**SHORT EXERCISE 1**
According to the forum post on duplicate map nodes, how many of the roughly 7.1 million nodes share a location with another node?

**PROVIDED PASSAGE**
-- START --
Frederik Ramm <frede...@remote.org> writes: > There are roughly 7.1 million nodes in Massachussetts, and 270k of them > share the same location as another node. This is just an analysis based > on location, not on tags, but it can be assumed that most of those 270k > nodes are not intentionally duplicate. It is possible that there are > duplicate ways as well. But it is not a big problem, it is something > that could be fixed in a day. > > I could help with this but I would need very clear instructions what to > look for, and what to do. Merging nodes may lead to duplicate ways that > share exactly the same nodes (these can probably be removed > automatically), but there might also be situations where you have one > way that uses the nodes A, B1, C1 and one way that uses B2, C2, D (with > B1 being at the same location as B2, and C1 at the same location as C2), > so after merging nodes you'd then end up with the non-identical ways > A,B,C and B,C,D... all this should be considered beforehand.
-- END --
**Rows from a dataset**
-- START --
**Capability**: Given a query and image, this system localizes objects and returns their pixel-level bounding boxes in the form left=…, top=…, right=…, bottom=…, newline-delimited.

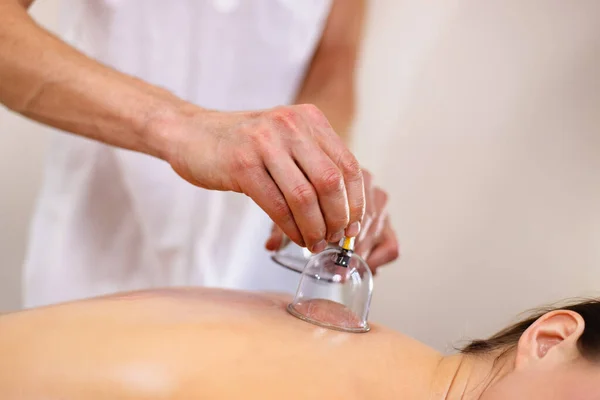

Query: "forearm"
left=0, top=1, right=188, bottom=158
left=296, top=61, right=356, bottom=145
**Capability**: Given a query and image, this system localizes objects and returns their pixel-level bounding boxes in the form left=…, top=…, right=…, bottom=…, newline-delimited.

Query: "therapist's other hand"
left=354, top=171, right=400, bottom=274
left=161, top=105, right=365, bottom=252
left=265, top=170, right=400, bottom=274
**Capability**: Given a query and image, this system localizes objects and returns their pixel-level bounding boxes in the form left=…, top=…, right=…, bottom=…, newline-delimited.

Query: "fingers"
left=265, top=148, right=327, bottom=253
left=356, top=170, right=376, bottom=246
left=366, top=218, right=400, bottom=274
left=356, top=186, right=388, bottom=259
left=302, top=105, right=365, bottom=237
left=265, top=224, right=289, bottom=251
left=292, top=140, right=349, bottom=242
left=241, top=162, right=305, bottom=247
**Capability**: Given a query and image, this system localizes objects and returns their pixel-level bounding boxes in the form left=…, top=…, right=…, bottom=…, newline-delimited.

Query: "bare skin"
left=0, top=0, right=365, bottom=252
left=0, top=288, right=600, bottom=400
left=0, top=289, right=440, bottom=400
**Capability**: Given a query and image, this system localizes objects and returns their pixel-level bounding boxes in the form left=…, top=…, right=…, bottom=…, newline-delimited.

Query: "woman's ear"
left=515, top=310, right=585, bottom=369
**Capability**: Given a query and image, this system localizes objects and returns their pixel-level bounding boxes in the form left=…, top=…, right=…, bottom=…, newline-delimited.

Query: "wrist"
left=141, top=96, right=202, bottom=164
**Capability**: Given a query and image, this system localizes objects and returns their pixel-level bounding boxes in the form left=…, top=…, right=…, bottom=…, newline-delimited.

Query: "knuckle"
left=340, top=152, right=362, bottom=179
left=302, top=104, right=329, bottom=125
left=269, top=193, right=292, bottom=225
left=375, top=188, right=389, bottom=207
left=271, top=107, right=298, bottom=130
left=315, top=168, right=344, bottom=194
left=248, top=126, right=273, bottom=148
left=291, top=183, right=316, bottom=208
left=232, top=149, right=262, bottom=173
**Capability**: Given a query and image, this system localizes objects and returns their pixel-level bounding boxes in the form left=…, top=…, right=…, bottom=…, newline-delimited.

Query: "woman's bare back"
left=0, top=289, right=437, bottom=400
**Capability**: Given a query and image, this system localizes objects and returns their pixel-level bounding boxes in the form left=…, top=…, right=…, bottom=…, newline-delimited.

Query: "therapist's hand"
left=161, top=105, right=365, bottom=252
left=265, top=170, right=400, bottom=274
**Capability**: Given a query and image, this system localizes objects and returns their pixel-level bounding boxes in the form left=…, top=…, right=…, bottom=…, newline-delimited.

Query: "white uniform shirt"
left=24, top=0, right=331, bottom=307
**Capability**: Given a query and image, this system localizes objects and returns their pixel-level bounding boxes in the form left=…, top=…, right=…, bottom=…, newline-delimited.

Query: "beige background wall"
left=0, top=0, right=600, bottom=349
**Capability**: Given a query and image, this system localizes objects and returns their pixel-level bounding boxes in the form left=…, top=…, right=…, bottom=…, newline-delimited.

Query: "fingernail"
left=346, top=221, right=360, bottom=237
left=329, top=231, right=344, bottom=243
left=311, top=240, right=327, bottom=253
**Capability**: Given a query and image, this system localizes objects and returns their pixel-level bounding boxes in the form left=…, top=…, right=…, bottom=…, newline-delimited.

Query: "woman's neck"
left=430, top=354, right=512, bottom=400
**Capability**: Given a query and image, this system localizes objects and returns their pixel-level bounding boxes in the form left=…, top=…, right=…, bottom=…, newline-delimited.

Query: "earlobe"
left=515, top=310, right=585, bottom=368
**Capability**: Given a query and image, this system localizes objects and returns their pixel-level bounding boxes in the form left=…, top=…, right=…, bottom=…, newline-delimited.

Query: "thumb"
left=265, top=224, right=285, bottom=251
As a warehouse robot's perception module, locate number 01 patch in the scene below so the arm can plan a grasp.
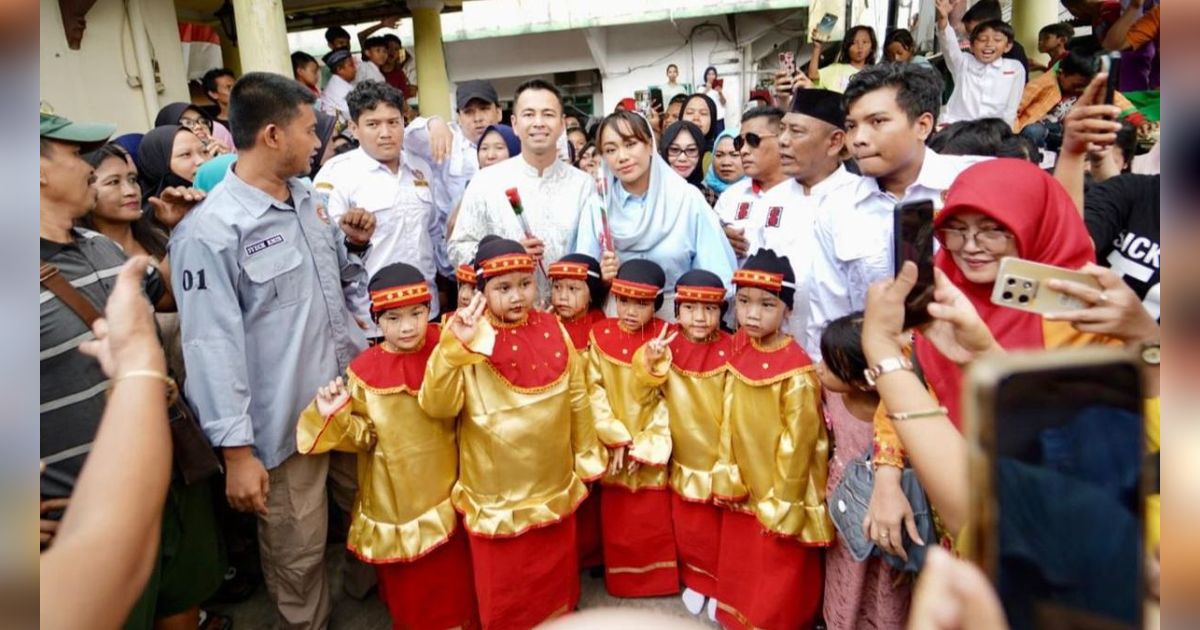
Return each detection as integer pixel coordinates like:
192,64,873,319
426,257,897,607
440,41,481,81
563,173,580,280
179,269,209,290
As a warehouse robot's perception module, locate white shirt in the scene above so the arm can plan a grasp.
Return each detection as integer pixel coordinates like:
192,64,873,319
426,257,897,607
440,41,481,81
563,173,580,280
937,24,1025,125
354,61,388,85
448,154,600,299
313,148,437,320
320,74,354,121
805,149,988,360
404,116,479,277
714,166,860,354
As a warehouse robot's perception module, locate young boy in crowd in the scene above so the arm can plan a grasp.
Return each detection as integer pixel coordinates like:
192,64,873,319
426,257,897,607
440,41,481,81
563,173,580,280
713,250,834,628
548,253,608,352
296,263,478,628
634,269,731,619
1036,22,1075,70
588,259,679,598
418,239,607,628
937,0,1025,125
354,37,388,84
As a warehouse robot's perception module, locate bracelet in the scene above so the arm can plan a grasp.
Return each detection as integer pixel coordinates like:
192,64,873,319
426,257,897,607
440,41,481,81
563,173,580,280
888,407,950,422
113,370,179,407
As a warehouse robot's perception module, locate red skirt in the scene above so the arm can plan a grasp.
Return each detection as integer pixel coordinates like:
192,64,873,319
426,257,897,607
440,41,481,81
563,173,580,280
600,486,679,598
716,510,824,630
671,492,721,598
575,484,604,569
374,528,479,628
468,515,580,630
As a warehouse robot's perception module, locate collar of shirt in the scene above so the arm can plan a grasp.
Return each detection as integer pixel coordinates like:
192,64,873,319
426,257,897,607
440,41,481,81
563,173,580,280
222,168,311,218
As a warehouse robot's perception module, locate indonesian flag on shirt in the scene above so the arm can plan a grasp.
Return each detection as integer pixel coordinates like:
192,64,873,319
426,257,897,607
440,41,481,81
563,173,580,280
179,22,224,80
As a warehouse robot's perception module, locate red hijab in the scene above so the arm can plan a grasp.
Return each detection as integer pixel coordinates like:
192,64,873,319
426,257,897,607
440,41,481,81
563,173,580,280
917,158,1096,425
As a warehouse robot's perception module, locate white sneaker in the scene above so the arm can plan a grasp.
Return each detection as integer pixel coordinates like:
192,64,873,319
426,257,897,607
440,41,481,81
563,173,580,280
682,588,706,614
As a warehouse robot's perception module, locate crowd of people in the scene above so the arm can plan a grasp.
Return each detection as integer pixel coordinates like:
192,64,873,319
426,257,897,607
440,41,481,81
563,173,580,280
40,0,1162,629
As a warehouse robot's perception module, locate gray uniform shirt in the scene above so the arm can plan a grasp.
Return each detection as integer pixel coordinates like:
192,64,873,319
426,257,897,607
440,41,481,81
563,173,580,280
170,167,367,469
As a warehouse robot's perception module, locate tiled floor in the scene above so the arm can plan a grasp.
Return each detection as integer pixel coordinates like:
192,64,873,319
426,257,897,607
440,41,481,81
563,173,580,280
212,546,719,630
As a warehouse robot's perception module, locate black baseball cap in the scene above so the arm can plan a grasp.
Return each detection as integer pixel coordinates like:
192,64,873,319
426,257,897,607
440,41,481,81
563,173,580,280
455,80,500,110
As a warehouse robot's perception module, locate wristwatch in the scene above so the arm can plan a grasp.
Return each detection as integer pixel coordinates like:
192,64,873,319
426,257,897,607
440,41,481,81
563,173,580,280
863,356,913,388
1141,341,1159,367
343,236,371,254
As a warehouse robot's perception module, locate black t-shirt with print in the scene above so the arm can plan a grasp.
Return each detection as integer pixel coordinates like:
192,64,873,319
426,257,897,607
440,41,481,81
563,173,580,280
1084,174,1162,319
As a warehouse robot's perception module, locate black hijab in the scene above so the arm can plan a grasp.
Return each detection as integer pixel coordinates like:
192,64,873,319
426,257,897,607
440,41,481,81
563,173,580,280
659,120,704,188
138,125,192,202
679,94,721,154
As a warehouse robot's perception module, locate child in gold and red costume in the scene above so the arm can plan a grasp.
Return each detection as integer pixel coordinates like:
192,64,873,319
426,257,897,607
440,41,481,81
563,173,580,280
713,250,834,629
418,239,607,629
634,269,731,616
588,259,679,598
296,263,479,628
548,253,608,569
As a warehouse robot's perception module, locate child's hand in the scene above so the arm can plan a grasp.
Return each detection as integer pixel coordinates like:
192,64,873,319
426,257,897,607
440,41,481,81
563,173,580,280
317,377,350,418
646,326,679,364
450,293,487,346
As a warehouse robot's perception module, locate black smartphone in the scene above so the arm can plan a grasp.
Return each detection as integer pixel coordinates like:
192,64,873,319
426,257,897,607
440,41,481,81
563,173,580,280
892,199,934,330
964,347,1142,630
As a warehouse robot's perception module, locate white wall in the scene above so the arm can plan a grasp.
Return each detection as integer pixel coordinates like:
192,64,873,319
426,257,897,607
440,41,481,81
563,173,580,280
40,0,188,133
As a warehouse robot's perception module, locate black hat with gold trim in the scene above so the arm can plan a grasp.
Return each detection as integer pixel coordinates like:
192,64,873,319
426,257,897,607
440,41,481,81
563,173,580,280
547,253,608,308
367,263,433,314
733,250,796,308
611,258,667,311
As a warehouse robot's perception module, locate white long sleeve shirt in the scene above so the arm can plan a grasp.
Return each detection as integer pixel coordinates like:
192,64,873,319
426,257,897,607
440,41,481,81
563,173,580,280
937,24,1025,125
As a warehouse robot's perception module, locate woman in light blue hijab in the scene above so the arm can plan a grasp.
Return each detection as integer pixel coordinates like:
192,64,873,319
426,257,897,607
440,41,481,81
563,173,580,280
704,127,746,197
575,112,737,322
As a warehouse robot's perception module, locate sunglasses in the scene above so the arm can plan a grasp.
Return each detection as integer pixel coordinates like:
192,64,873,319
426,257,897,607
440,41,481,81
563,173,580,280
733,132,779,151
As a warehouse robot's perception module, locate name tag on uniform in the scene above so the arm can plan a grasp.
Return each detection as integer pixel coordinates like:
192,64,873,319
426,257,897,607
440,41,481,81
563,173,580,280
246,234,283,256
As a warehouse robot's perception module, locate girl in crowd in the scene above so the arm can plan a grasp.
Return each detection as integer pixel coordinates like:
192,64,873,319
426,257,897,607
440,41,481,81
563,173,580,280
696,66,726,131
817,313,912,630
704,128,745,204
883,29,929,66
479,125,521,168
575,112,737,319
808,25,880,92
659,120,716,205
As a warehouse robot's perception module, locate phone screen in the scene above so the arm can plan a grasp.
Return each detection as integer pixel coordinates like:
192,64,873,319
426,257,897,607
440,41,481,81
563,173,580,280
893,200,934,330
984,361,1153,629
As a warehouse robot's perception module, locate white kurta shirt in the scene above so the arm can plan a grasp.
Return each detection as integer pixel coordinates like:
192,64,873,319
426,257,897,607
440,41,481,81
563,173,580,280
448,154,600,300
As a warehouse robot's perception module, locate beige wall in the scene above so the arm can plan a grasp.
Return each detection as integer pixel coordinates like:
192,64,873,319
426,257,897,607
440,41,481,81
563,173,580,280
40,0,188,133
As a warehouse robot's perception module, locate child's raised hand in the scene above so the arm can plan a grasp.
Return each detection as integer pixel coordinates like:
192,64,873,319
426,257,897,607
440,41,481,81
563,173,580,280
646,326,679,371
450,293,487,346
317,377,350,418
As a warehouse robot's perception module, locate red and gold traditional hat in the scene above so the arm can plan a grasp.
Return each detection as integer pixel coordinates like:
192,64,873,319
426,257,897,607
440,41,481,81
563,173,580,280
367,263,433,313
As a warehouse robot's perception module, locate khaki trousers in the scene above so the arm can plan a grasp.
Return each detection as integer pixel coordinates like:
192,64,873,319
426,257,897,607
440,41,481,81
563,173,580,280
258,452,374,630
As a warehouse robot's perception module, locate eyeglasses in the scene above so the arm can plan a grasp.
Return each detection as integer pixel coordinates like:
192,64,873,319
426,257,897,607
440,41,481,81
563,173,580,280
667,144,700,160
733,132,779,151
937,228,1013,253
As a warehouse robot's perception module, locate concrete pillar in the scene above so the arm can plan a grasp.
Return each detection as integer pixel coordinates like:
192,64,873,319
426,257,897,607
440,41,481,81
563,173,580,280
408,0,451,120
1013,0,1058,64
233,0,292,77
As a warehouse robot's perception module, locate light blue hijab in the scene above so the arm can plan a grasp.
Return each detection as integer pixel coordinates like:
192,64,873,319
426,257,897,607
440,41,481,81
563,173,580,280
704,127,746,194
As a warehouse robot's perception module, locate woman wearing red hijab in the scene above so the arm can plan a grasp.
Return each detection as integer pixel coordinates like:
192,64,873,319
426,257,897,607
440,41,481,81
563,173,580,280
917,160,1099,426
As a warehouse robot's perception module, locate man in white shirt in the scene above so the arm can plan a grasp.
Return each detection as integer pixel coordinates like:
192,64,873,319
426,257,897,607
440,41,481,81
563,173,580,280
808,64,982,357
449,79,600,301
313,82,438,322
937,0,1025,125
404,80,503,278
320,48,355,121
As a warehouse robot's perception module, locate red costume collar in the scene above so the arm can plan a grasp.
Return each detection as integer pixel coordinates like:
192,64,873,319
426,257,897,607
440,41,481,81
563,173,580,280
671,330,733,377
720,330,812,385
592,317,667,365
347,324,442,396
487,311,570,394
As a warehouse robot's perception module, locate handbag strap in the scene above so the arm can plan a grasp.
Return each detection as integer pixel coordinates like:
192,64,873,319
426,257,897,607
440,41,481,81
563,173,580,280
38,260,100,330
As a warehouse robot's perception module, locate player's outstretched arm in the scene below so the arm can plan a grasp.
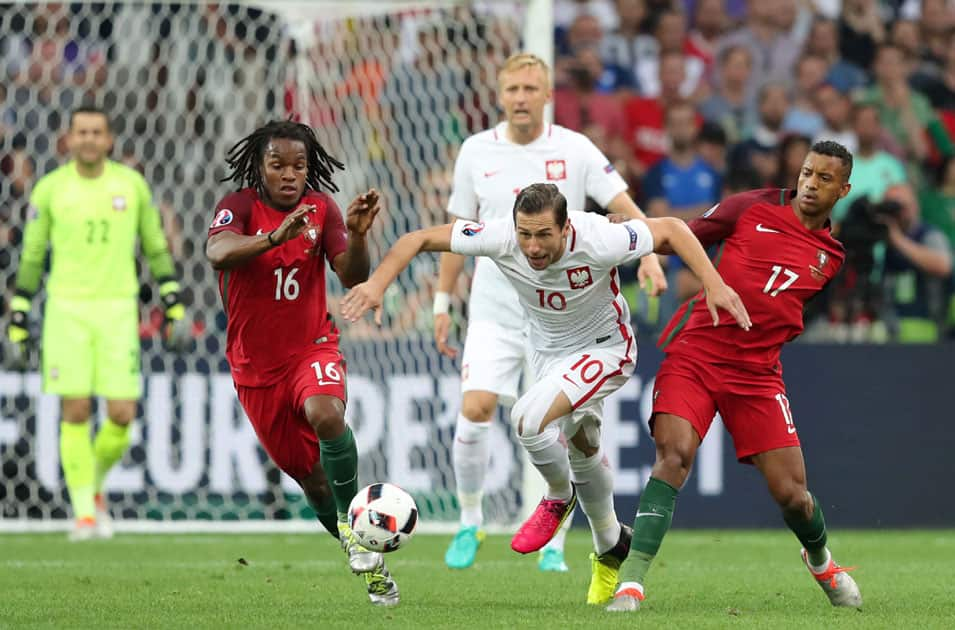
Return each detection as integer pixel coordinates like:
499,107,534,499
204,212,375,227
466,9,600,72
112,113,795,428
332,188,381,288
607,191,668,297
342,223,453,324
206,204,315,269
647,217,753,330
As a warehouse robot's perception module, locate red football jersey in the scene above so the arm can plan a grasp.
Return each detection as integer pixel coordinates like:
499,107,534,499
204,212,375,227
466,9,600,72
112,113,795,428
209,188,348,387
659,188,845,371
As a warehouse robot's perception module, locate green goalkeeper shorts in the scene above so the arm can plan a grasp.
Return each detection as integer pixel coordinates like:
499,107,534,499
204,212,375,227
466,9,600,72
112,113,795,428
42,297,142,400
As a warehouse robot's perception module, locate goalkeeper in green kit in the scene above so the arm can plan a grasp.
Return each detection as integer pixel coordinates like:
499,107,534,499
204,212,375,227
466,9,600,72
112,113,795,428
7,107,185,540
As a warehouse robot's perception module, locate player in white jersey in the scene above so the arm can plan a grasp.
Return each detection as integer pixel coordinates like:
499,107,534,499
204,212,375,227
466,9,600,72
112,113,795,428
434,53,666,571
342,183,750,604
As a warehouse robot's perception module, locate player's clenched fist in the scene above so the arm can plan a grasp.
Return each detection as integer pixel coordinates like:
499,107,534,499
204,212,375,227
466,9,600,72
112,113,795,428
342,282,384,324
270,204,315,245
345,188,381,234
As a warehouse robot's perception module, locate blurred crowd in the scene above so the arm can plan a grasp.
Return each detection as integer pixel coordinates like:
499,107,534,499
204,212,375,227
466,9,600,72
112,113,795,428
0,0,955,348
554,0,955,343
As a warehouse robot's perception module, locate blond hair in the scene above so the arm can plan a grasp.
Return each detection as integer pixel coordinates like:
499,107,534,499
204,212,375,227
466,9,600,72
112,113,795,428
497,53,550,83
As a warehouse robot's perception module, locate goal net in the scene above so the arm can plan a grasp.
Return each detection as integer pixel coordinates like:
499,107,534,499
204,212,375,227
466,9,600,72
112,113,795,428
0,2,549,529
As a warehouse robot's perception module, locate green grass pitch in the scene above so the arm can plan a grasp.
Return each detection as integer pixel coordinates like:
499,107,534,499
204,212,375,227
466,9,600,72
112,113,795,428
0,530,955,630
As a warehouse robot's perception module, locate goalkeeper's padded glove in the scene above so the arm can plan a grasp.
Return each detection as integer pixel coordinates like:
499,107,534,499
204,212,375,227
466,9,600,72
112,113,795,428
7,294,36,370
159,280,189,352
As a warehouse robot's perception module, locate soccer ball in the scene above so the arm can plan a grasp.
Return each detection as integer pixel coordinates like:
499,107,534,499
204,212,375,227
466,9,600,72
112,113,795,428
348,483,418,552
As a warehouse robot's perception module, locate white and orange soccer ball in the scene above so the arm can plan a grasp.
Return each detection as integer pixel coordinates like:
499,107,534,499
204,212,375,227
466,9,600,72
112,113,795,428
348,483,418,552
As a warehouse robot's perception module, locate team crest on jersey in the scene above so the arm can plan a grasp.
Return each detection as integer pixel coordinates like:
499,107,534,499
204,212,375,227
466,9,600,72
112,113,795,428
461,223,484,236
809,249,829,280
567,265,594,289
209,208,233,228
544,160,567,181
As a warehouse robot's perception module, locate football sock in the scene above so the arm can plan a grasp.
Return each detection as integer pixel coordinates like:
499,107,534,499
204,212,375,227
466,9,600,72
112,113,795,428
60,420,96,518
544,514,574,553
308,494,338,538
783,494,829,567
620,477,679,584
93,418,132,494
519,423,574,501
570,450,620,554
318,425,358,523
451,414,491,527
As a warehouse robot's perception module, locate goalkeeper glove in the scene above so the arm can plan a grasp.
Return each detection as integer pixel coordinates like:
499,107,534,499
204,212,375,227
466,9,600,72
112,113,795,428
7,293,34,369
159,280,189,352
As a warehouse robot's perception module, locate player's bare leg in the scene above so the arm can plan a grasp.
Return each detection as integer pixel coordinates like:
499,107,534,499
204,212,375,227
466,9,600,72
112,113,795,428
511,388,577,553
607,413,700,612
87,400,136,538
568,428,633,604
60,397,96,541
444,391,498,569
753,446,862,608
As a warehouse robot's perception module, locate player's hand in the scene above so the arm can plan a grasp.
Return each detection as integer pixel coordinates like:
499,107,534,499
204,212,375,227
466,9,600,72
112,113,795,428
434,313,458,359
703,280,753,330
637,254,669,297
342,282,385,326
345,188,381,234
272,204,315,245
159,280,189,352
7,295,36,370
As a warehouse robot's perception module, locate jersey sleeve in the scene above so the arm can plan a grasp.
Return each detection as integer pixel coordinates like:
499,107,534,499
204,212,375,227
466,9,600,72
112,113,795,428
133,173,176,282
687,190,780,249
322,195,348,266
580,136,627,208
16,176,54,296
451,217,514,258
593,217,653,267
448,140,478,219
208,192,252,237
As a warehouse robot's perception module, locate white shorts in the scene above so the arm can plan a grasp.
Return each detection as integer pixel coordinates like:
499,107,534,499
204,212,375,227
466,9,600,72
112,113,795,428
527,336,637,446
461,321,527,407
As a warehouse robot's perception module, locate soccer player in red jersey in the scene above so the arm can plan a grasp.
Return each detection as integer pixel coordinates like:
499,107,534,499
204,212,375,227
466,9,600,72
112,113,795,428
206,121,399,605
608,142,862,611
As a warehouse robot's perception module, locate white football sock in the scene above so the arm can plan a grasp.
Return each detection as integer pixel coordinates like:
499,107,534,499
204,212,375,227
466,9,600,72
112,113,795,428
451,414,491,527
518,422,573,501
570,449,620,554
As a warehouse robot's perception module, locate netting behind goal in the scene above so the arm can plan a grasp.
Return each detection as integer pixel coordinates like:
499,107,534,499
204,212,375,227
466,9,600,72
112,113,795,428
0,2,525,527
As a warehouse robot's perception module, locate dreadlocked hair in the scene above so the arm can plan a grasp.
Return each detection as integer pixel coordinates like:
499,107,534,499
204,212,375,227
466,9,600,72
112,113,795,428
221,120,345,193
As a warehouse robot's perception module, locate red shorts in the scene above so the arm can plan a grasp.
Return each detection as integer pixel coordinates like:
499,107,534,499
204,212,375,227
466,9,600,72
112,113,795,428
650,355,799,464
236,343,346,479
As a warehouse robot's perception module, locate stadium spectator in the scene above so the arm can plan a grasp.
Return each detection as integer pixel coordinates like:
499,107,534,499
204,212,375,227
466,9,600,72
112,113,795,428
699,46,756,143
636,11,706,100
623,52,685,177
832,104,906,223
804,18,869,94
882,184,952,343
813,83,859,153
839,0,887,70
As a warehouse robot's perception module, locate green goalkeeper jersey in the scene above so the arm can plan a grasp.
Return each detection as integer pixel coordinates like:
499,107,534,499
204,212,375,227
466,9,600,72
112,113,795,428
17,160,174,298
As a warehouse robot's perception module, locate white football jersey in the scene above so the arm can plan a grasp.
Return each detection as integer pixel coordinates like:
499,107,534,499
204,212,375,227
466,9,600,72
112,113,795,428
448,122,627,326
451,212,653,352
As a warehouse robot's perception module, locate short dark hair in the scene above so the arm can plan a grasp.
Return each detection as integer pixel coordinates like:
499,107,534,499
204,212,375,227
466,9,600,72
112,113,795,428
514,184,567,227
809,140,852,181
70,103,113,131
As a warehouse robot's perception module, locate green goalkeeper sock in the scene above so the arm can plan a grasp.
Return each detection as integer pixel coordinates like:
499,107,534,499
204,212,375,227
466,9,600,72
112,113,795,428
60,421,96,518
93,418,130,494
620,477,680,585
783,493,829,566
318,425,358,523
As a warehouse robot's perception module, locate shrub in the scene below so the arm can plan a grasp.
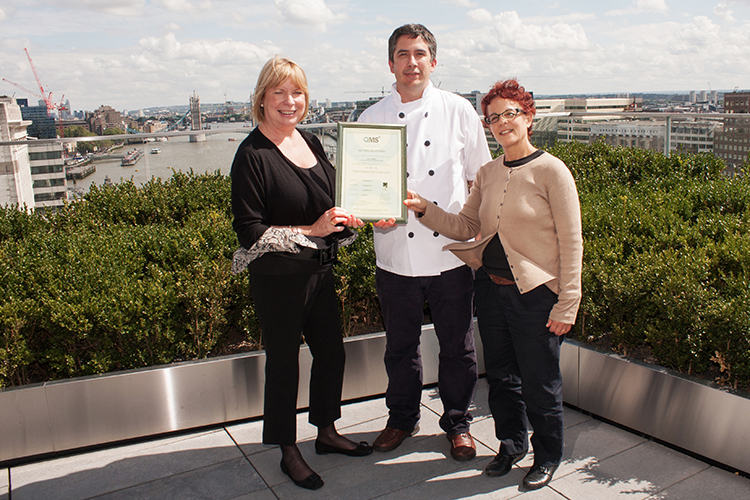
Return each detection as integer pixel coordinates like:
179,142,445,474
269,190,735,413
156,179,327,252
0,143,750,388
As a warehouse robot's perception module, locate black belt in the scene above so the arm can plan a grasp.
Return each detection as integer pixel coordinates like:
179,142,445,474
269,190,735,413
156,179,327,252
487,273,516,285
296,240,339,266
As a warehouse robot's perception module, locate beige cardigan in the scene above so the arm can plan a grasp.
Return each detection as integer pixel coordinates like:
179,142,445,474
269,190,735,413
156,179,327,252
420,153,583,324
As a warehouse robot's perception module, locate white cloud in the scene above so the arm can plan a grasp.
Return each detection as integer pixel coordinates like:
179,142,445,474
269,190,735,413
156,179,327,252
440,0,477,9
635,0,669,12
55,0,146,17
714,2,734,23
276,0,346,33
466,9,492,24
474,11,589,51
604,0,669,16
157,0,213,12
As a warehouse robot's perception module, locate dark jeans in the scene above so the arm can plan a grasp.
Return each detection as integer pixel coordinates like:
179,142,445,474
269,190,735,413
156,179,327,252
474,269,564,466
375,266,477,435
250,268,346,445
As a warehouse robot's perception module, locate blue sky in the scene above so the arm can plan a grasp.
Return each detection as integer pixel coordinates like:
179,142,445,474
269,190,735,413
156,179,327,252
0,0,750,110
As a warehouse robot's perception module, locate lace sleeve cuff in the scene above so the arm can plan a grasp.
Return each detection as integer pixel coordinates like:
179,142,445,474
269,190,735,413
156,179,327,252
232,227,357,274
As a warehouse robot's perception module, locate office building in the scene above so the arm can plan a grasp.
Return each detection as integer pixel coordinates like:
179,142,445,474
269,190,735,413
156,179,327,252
-- END --
**SHORT EXERCISE 2**
In the rows, replace "warehouse robot's" with "sorting robot's" starting with the line that contains "As a warehouse robot's perception module, locate black baseball" and going on through the line that contains "679,94,721,154", and give back only those lines with nothing else changed.

**EXERCISE RESULT 1**
About 270k of them share a location with another node.

**EXERCISE RESULT 2**
As a sorting robot's perception module, locate black baseball cap in the scene above so the arm can plan a grasp.
Return each detection as integer pixel coordinates like:
192,64,873,319
426,257,897,607
440,41,481,81
563,173,580,280
455,80,500,110
As a sorting robot's perception module, locate wristwatch in the scene above so the arm can plan a grasp.
Return each detection as integer pixel coordinates like:
192,64,873,319
426,257,897,607
440,41,481,81
563,173,580,280
863,356,913,388
1141,341,1159,367
343,236,371,254
As a sorting robot's perception module, locate black t-shirt with print in the scene above so the arm can plan a grasp.
Return each detection as integer pixel coordinates like:
192,64,873,319
426,257,897,607
440,41,481,81
563,173,580,280
1084,174,1162,319
As a sorting robot's perception module, locate black hijab in the scene above so the arm can plan a grasp.
Return each detection as integer pixel coordinates like:
192,64,873,319
426,257,897,607
440,41,481,81
563,173,580,280
659,120,704,188
138,125,192,202
679,94,721,154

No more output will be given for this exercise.